━━━━━ Data listing ━━━━━
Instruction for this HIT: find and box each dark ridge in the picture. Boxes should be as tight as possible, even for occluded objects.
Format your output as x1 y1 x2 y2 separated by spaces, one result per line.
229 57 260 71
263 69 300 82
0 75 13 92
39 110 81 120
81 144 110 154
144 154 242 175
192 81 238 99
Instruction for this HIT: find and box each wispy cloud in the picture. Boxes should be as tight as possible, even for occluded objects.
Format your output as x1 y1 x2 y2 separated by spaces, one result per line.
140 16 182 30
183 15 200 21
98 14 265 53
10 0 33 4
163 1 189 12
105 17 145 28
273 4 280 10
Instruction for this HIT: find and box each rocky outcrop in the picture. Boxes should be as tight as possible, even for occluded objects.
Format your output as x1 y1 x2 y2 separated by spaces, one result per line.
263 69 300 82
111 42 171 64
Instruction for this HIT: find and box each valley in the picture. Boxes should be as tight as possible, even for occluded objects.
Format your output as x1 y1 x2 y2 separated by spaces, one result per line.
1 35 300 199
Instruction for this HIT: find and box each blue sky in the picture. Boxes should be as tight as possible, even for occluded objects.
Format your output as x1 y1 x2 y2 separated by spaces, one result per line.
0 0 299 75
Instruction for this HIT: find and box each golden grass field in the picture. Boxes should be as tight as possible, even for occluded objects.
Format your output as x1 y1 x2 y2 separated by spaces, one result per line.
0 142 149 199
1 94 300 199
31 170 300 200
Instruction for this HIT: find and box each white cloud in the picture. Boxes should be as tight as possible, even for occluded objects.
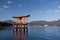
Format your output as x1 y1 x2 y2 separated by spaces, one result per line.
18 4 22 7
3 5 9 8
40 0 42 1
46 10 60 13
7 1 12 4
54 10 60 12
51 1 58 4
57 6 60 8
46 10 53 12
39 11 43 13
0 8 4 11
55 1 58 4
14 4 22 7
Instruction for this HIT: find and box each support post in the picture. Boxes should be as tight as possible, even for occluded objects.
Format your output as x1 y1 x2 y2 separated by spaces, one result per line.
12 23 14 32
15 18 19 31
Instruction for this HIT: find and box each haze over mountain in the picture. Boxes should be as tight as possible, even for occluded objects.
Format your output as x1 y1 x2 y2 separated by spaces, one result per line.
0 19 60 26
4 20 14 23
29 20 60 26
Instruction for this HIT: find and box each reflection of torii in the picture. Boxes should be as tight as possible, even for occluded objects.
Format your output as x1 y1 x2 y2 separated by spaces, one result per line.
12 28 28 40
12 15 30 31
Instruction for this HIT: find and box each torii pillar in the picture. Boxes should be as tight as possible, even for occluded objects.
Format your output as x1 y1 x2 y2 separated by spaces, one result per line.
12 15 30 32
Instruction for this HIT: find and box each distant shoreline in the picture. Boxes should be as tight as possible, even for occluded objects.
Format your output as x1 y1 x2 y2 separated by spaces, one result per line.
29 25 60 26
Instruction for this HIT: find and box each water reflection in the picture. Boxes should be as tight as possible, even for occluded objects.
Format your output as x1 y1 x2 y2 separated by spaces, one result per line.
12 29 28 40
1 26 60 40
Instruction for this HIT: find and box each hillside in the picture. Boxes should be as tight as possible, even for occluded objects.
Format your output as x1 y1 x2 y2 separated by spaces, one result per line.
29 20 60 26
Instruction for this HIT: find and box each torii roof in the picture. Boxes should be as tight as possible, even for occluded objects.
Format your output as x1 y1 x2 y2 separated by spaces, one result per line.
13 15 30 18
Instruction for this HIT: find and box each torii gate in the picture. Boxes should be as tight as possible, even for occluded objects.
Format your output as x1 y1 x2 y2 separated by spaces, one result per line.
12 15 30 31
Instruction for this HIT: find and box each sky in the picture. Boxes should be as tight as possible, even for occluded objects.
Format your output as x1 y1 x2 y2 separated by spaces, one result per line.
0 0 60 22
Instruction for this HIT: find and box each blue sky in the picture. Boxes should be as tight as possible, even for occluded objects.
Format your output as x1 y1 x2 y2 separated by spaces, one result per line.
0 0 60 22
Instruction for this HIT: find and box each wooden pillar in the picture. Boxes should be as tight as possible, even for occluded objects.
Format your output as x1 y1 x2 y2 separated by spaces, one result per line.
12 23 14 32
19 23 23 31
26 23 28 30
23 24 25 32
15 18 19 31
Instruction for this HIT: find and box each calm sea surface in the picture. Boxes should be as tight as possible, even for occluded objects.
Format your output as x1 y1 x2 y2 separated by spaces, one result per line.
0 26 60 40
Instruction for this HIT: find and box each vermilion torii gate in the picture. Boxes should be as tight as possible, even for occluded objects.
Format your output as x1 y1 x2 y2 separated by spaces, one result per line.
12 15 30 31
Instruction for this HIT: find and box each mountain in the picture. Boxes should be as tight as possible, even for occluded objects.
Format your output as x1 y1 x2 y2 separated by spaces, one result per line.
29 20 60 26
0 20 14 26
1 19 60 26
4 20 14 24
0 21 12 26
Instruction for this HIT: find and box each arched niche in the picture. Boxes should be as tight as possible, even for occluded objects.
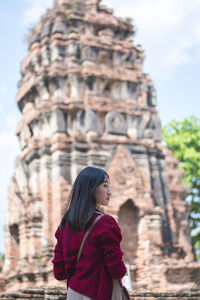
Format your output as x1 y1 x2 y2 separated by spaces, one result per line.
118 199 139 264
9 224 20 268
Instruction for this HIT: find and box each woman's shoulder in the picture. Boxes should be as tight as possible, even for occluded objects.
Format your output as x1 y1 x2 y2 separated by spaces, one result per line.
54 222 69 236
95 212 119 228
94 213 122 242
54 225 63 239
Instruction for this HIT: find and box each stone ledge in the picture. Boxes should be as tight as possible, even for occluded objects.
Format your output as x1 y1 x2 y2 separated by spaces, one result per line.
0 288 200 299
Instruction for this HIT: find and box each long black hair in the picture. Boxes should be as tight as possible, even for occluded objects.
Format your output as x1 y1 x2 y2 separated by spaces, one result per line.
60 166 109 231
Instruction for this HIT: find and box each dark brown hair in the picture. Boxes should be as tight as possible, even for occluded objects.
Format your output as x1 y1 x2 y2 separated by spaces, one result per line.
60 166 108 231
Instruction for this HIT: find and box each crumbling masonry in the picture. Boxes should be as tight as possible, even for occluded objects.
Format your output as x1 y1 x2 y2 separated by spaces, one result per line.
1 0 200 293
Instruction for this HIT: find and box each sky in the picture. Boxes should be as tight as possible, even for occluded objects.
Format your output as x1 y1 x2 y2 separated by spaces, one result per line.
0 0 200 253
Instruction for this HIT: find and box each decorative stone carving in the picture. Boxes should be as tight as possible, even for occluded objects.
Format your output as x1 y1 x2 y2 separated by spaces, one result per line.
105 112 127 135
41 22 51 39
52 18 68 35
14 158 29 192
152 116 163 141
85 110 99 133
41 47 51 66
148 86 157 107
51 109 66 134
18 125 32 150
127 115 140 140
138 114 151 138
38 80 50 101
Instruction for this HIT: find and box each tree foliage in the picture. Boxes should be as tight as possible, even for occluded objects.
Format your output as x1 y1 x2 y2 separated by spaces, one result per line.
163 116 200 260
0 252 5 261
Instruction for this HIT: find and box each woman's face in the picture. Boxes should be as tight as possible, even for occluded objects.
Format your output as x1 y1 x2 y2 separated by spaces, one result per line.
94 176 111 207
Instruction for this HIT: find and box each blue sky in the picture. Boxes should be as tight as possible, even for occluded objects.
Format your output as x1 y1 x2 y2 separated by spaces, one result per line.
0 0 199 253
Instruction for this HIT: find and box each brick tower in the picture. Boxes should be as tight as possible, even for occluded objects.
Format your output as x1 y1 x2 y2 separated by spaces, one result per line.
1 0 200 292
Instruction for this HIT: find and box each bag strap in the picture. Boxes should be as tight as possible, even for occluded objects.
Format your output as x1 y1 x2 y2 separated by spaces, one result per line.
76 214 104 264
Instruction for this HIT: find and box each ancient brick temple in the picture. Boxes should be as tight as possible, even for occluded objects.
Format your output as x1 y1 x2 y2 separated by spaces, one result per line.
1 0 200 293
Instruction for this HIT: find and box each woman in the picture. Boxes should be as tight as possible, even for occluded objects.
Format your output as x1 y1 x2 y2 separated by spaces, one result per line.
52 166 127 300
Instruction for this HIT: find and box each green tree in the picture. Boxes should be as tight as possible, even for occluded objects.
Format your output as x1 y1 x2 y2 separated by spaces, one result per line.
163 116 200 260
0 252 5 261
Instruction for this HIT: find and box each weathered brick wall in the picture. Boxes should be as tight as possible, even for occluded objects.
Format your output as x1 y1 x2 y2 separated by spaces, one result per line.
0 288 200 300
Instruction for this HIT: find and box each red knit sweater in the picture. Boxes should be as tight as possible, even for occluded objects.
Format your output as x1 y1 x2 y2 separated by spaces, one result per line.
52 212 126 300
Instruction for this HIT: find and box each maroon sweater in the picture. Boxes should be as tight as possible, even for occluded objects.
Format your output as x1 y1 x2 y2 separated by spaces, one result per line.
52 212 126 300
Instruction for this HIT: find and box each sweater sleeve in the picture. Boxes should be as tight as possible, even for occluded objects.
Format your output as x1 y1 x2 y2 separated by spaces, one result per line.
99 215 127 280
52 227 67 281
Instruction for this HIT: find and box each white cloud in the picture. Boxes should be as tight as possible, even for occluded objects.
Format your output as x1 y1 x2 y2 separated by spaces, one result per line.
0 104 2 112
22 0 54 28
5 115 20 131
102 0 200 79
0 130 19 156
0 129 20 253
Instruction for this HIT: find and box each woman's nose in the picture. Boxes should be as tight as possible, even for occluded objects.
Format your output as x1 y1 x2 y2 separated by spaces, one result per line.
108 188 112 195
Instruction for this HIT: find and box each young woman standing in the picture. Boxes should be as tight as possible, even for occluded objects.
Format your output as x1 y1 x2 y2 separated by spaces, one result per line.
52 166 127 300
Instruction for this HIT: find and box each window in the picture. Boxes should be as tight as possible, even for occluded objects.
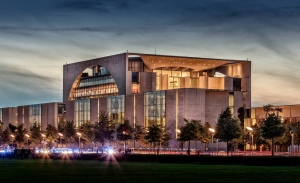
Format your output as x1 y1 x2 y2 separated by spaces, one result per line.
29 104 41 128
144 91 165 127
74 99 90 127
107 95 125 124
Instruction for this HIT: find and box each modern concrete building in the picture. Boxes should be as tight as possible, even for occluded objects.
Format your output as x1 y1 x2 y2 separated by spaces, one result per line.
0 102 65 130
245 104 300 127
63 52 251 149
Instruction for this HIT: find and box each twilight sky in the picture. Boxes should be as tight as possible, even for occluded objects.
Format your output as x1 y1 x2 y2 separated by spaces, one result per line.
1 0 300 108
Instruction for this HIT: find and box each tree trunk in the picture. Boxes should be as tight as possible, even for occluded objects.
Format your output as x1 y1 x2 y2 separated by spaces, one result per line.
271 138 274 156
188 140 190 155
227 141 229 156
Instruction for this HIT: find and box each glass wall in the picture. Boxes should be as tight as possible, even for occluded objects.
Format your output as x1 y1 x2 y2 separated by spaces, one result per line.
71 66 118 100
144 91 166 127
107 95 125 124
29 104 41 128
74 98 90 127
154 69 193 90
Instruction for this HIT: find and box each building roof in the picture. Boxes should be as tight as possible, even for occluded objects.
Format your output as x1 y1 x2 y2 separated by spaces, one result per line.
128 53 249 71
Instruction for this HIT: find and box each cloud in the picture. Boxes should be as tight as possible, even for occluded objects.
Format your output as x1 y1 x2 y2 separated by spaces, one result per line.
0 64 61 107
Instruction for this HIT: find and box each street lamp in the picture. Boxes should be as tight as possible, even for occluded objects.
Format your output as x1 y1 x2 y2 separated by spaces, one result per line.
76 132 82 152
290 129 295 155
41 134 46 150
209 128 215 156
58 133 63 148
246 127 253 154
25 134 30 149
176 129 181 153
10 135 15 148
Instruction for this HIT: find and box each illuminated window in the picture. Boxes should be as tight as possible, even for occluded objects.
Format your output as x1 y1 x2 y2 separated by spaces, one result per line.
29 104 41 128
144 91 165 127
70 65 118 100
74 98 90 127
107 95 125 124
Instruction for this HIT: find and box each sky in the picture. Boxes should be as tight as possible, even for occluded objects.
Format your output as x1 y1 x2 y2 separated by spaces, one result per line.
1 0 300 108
━━━━━
About this exercise:
Please transcribe the data exactly from its first line. End with the line that contains "Instruction for this HIT: find and box each wispy".

Exercise answer:
Instruction for this HIT: find and box each dark ridge in the picture. Boxes should be as tight as possible, even for occluded objects.
Format your output as x1 y1 x2 y2 separated by spaces, one result per line.
229 57 260 71
263 69 300 82
0 75 13 92
39 110 81 120
81 144 110 154
144 154 242 175
192 81 238 99
Instruction for this HIT: find and box each wispy cloud in the picture. Boxes should be as tight as possible, even for occluded objects.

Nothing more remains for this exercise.